:: Given information

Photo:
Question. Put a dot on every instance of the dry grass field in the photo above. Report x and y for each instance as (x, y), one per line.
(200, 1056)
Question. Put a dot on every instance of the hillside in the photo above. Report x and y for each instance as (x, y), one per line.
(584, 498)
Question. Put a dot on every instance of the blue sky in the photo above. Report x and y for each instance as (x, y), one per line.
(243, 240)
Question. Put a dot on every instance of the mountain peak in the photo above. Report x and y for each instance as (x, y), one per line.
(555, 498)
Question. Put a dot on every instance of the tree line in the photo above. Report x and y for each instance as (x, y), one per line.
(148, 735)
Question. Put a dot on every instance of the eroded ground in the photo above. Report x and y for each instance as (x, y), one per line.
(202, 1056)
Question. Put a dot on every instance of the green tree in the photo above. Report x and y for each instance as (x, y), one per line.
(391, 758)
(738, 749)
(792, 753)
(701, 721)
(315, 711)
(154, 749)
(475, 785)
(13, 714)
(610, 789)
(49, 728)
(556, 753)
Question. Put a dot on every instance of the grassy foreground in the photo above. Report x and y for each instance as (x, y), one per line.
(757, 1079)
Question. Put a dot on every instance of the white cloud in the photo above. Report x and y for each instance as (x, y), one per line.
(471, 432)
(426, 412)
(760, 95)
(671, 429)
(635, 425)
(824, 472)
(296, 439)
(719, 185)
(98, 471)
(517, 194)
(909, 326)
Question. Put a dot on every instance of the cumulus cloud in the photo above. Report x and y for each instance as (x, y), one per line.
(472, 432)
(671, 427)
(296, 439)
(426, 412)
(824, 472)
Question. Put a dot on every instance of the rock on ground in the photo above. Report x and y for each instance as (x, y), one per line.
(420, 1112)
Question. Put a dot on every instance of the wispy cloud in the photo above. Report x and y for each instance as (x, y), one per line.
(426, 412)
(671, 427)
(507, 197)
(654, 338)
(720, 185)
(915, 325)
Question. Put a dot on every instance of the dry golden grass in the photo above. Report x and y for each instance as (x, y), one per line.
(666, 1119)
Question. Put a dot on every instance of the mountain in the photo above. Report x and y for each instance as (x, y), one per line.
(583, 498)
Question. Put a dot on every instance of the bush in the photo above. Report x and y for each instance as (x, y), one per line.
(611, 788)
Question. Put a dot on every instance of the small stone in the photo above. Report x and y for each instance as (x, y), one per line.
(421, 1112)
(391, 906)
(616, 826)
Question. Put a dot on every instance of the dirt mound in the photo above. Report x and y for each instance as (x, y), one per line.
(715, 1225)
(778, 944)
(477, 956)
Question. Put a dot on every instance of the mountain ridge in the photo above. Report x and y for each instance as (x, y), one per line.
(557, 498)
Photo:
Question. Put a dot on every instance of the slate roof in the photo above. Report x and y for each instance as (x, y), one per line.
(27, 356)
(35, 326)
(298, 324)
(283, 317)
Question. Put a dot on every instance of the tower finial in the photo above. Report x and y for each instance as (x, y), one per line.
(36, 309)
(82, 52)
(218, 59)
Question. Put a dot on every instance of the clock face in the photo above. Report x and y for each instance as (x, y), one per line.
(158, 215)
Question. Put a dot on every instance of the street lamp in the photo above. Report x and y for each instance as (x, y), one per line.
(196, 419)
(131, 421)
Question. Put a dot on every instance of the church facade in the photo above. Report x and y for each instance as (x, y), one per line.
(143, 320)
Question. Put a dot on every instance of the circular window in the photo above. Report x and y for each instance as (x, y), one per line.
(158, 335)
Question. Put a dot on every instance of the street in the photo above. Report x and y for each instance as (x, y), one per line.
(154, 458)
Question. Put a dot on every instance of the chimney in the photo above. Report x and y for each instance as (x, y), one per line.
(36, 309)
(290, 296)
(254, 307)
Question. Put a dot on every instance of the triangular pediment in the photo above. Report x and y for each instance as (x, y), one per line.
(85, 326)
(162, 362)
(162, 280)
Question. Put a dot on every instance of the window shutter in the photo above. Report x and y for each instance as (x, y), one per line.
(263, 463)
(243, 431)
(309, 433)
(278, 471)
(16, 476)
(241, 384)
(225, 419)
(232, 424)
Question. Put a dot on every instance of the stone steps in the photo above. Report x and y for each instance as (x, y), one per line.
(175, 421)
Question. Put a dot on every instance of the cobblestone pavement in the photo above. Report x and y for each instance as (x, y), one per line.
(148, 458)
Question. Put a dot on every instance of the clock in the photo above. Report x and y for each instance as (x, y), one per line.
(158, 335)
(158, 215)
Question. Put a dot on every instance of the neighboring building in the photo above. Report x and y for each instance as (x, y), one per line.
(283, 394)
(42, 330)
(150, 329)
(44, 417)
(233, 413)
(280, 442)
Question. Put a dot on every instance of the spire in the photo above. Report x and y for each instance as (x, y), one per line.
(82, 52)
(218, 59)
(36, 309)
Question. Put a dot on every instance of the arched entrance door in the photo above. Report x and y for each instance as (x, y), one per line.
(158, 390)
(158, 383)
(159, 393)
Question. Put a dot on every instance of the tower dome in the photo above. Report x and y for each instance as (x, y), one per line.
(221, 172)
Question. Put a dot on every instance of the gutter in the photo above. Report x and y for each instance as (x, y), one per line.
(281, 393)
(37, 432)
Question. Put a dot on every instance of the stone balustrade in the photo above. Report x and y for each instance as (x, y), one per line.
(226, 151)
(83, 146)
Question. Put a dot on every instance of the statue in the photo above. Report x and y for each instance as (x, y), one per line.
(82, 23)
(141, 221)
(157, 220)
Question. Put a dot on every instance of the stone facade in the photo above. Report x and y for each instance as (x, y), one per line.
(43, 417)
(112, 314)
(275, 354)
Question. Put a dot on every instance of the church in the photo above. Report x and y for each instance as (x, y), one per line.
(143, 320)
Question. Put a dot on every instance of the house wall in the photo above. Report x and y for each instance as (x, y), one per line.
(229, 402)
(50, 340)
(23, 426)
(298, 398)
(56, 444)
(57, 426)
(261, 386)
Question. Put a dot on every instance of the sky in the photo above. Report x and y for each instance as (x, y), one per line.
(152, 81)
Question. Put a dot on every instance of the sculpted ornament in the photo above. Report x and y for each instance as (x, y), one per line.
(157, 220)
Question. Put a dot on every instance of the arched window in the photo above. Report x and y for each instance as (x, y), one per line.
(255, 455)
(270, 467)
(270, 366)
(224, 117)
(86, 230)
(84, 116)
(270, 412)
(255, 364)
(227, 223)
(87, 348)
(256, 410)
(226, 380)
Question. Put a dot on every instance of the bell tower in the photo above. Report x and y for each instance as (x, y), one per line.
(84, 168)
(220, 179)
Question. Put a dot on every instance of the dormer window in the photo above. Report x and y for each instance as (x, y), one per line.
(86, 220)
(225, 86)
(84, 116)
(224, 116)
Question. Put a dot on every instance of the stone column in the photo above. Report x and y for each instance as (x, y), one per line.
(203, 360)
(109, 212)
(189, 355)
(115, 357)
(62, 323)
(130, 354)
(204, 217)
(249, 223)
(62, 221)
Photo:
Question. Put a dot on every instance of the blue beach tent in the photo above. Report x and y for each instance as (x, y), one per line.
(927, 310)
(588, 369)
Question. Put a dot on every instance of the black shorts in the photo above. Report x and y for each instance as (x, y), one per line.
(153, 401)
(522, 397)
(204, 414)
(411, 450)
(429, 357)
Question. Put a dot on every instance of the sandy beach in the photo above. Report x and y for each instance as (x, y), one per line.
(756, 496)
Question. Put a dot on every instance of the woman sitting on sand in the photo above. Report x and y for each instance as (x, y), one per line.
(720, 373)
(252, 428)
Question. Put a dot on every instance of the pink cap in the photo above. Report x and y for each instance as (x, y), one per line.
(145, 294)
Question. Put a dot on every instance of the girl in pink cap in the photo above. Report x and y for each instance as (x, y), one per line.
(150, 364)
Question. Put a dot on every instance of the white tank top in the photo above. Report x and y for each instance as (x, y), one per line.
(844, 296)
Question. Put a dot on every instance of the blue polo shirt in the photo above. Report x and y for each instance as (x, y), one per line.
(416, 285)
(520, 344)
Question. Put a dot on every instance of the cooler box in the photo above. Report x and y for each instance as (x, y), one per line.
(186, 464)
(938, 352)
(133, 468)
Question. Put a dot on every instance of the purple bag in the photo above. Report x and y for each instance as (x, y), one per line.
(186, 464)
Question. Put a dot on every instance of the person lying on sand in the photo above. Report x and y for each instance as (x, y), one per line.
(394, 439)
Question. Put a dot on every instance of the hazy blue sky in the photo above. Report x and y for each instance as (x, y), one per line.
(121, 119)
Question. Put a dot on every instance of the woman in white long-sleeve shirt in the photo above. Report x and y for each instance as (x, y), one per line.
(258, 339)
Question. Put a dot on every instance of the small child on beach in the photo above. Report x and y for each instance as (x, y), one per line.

::::

◆ **Do this**
Starting from the line containing "Question. Put a dot on every instance of the sandy", repeat each line through the end of the entries, exactly.

◆ **Solved problem**
Question. Put a dot on every instance of the sandy beach in the photo above. Report x and y for each instance as (x, y), one per line.
(756, 496)
Question. Put a dot on every instance of the woman sitting on sand in the photo above. Report x and y for each instance as (x, y), one per line.
(720, 373)
(252, 428)
Question. Put a dot on every instance of the pink cap in the photo above. Report x and y for each instance as (x, y), one per line.
(145, 294)
Question. Put a dot on every instance of the girl in pink cap in the photo above. Report x and y for each instance as (x, y), one per line.
(150, 364)
Question. Put a dot on every instance of the white tank top in the photo above. Report x and y for each instance as (x, y), one per line.
(844, 296)
Question. Put a dot on every instance of the blue polo shirt in the photo above. Report x and y for each instance as (x, y), one per line.
(416, 285)
(520, 344)
Question. Put a dot on every instance of the cooler box in the photo above. Report x and y for each instance as (x, y), one per line.
(186, 464)
(938, 352)
(133, 468)
Question. Put a dot on every instance of the purple bag in the photo above. Report x and y for each instance as (x, y), one per line.
(186, 464)
Question. Put a dot on every instance of the person lying on sand in the photo above. Report x and y for each instance as (x, y), one per line.
(394, 439)
Question. Put a dot on every instance of the hazy blue sky in the photo above. Report x and y for each instance as (x, y), one per line.
(121, 119)
Question. Put a dot on every instance of the woman in white long-sleeve shirt in the photo above. Report x and y for each instance as (x, y), one per line.
(258, 339)
Question. Put a dot on every instance of the small child on beach in the photo above. Report x and y for each instance as (x, y), one per line.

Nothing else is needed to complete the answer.